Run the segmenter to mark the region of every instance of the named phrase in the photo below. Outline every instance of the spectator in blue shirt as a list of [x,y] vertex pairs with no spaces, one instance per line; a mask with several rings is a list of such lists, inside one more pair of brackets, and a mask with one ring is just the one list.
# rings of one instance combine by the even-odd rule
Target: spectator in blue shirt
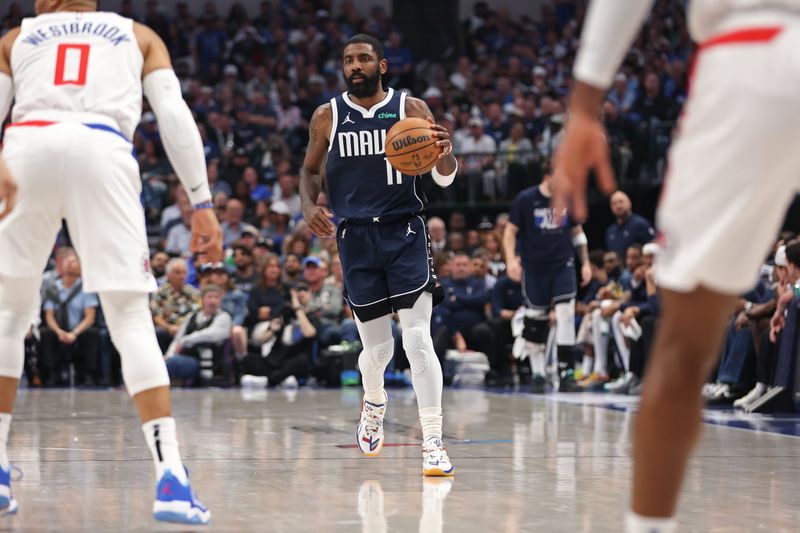
[[486,321],[489,294],[486,283],[472,276],[469,255],[457,253],[452,261],[449,278],[442,281],[445,297],[439,305],[445,325],[434,335],[433,345],[440,360],[445,352],[477,351],[492,357],[495,350],[494,333]]
[[611,195],[611,212],[616,222],[606,230],[606,249],[625,257],[631,244],[645,245],[656,237],[653,226],[632,211],[631,199],[622,191]]
[[41,371],[46,386],[66,384],[61,380],[70,356],[79,382],[95,384],[99,334],[97,295],[83,291],[81,265],[71,252],[63,259],[61,278],[44,295],[46,327],[42,328]]

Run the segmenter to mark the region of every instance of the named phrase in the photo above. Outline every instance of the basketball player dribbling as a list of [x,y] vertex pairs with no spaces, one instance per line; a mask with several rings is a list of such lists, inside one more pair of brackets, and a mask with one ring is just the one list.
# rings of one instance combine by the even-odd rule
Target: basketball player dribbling
[[[311,230],[323,238],[336,236],[347,300],[364,346],[358,358],[364,401],[356,442],[367,456],[378,455],[383,447],[388,401],[383,372],[394,351],[391,314],[397,312],[422,424],[423,473],[451,476],[453,465],[442,444],[442,368],[430,335],[436,277],[421,216],[422,178],[389,165],[386,132],[406,117],[428,119],[442,147],[433,179],[442,187],[450,185],[457,163],[447,131],[433,123],[425,102],[384,90],[381,75],[388,64],[380,41],[356,35],[342,59],[348,90],[311,118],[300,196]],[[344,219],[338,229],[331,213],[316,205],[323,164],[331,208]]]
[[[14,513],[8,430],[23,339],[61,219],[97,292],[157,475],[157,520],[205,524],[178,451],[169,377],[156,340],[141,181],[130,140],[142,93],[195,211],[192,251],[222,258],[200,134],[169,53],[149,28],[89,0],[37,0],[37,16],[0,40],[0,121],[16,98],[0,164],[0,508]],[[16,184],[14,181],[16,180]],[[2,205],[4,204],[4,205]],[[74,341],[66,332],[62,342]]]
[[[572,202],[579,219],[588,170],[603,190],[614,187],[600,107],[652,4],[589,8],[557,169],[560,202]],[[688,15],[700,45],[657,215],[663,307],[636,421],[629,532],[677,527],[703,382],[736,295],[755,284],[799,185],[800,2],[694,0]]]

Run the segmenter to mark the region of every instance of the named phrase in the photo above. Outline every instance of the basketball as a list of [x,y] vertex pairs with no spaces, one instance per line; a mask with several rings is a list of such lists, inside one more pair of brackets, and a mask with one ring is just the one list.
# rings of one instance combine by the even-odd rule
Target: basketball
[[431,123],[424,118],[406,118],[386,134],[386,158],[396,170],[410,176],[429,172],[442,149],[436,146]]

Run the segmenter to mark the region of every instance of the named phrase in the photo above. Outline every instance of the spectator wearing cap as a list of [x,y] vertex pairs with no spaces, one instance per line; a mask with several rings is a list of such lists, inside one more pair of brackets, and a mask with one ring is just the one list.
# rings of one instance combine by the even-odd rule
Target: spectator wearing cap
[[447,248],[447,229],[444,220],[439,217],[429,218],[428,234],[431,237],[431,252],[436,254]]
[[150,256],[150,270],[153,272],[153,277],[156,278],[156,283],[159,287],[166,282],[168,262],[169,255],[166,252],[157,251]]
[[250,189],[250,200],[253,203],[269,200],[272,197],[272,191],[263,183],[259,183],[258,171],[253,167],[247,167],[242,173],[242,181],[244,181]]
[[614,85],[611,87],[611,92],[608,93],[607,98],[623,116],[633,109],[633,104],[636,102],[636,93],[630,89],[628,77],[624,72],[620,72],[614,77]]
[[303,279],[303,258],[297,254],[286,254],[283,261],[283,282],[286,285]]
[[41,371],[46,386],[59,384],[70,358],[78,381],[93,386],[99,357],[99,332],[95,327],[97,295],[84,292],[81,265],[74,251],[62,257],[61,277],[43,297]]
[[358,338],[355,323],[343,322],[344,295],[335,283],[326,282],[328,265],[319,257],[303,259],[303,279],[311,291],[308,315],[317,326],[320,345],[330,346],[342,340],[354,341]]
[[525,137],[525,125],[522,122],[515,122],[509,130],[509,136],[500,141],[497,157],[497,172],[506,177],[511,196],[530,186],[536,152],[531,140]]
[[222,291],[221,308],[231,317],[230,337],[233,349],[240,358],[247,352],[247,295],[233,284],[225,263],[218,261],[200,267],[200,287],[216,285]]
[[167,263],[167,282],[150,297],[150,311],[161,351],[165,352],[184,319],[200,307],[200,292],[186,284],[188,266],[181,258]]
[[192,243],[192,209],[191,205],[181,205],[181,223],[175,224],[167,233],[164,250],[170,255],[189,257]]
[[[255,238],[255,235],[252,235],[252,237]],[[236,265],[236,271],[233,273],[233,283],[237,289],[247,295],[253,285],[258,282],[259,275],[254,266],[253,251],[242,241],[238,241],[233,245],[233,263]]]
[[317,328],[308,317],[311,294],[306,283],[289,289],[286,317],[273,316],[253,329],[259,353],[248,354],[241,363],[242,387],[296,387],[311,373]]
[[281,201],[273,201],[269,205],[267,216],[261,219],[261,235],[272,241],[273,250],[279,251],[289,232],[289,207]]
[[625,257],[631,244],[647,244],[656,232],[644,217],[633,212],[630,197],[622,191],[611,195],[611,213],[616,219],[606,230],[606,249]]
[[484,133],[483,120],[480,117],[470,118],[468,125],[470,134],[459,143],[457,154],[458,171],[466,178],[467,198],[470,203],[475,203],[476,189],[478,183],[481,183],[483,196],[494,200],[496,177],[494,158],[497,143]]
[[222,242],[226,248],[242,237],[242,231],[245,227],[242,222],[243,216],[244,204],[235,198],[228,200],[228,204],[225,207],[225,221],[221,224]]
[[208,171],[208,186],[211,189],[211,196],[215,196],[217,193],[225,193],[225,196],[228,198],[231,197],[233,191],[231,190],[231,186],[226,181],[220,181],[219,179],[219,159],[212,159],[208,162],[207,166]]
[[283,316],[289,293],[281,274],[280,258],[269,254],[261,269],[261,277],[247,299],[245,325],[251,332],[258,324]]
[[191,385],[214,377],[231,336],[231,317],[221,308],[223,289],[213,283],[200,291],[201,307],[183,321],[166,353],[173,383]]
[[273,189],[274,202],[282,202],[289,210],[290,219],[300,214],[300,195],[297,192],[297,177],[292,174],[282,174],[278,177],[278,184]]

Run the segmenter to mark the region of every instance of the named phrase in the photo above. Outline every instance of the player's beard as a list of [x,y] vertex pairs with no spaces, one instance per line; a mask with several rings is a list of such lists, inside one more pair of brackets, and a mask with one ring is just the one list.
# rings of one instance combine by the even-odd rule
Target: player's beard
[[[353,83],[353,77],[360,77],[363,81],[361,83]],[[376,70],[373,76],[369,76],[363,72],[353,74],[347,78],[347,92],[356,98],[369,98],[375,96],[378,92],[378,85],[381,83],[381,71]]]

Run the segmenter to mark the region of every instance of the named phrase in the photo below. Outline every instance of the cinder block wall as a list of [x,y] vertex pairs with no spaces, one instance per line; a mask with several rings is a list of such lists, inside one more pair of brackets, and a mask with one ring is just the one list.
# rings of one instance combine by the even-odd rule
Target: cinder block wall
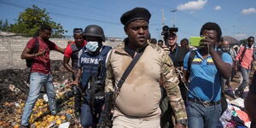
[[[0,70],[6,68],[26,68],[26,61],[20,59],[20,55],[26,44],[31,38],[23,37],[0,37]],[[70,39],[50,38],[61,48],[66,48]],[[116,46],[119,42],[106,42],[106,45]],[[62,60],[63,55],[51,51],[51,60]]]

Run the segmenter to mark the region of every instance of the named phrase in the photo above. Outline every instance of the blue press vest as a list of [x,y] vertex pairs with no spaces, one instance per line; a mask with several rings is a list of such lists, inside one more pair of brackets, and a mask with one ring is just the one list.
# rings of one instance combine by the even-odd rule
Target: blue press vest
[[[83,54],[80,56],[79,62],[83,70],[82,78],[81,78],[81,84],[82,88],[86,89],[88,85],[89,79],[92,75],[99,75],[98,73],[102,73],[102,76],[106,75],[106,59],[108,51],[112,48],[109,46],[102,46],[102,50],[97,55],[92,55],[89,52],[84,52],[86,47],[83,48]],[[98,66],[99,62],[102,61],[103,65],[103,71],[102,73],[98,73]],[[104,79],[105,80],[105,79]]]

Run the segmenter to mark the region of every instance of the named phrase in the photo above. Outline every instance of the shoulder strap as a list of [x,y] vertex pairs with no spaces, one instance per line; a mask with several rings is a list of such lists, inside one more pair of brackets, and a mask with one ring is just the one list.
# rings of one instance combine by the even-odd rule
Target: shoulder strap
[[240,58],[239,58],[239,61],[238,61],[239,63],[241,61],[241,60],[242,60],[242,58],[243,58],[243,56],[244,56],[244,54],[245,54],[246,50],[247,50],[247,46],[246,46],[245,44],[243,44],[243,50],[242,50],[242,53],[241,53],[241,55]]
[[195,56],[195,54],[196,54],[196,50],[193,50],[189,54],[189,60],[188,60],[188,70],[187,70],[189,73],[190,73],[191,64],[192,64],[193,59]]
[[217,53],[218,53],[220,56],[222,56],[222,55],[224,54],[224,52],[223,52],[222,50],[217,50]]
[[109,46],[105,46],[105,45],[103,45],[103,46],[102,46],[102,51],[100,52],[100,55],[107,55],[107,54],[108,53],[109,49],[112,49],[112,48],[109,47]]
[[138,61],[138,60],[140,59],[140,57],[142,56],[142,55],[143,54],[145,49],[141,51],[138,52],[135,57],[133,58],[133,60],[131,61],[131,63],[129,64],[128,67],[125,69],[125,73],[123,73],[120,80],[119,81],[117,86],[118,89],[120,90],[123,84],[125,83],[126,78],[128,77],[128,75],[130,74],[131,71],[132,70],[132,68],[134,67],[134,66],[136,65],[136,63]]

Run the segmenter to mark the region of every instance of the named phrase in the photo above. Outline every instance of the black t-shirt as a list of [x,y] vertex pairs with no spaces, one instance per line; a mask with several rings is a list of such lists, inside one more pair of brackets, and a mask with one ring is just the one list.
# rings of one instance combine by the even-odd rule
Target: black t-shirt
[[183,59],[186,54],[189,51],[189,49],[184,47],[180,47],[177,44],[173,51],[170,50],[169,56],[173,61],[174,67],[183,67]]
[[256,95],[256,72],[254,72],[252,84],[250,85],[250,93]]

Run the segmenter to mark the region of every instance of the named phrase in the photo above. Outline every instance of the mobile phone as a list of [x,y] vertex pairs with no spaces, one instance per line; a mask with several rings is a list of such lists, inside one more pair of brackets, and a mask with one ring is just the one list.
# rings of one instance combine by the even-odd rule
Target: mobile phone
[[203,38],[205,38],[205,37],[190,37],[189,44],[194,47],[198,47],[200,44],[200,41]]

- _EXERCISE GOAL_
Go back to the data above and please quote exactly, and only, the lines from the line with "of the mobile" through its last line.

- _ANSWER BELOW_
Run the segmenter to mark the region of every instance of the named phrase in the photo above. Outline every instance of the mobile phone as a list of [x,y] vertex pairs with no spaces, one instance per line; a mask with several rings is a list of such lists, inside one more pair of brackets, and a mask with one ring is just the one list.
# rings of one instance combine by the even-odd rule
Target: mobile phone
[[203,38],[205,38],[205,37],[190,37],[189,44],[194,47],[198,47],[200,44],[200,41]]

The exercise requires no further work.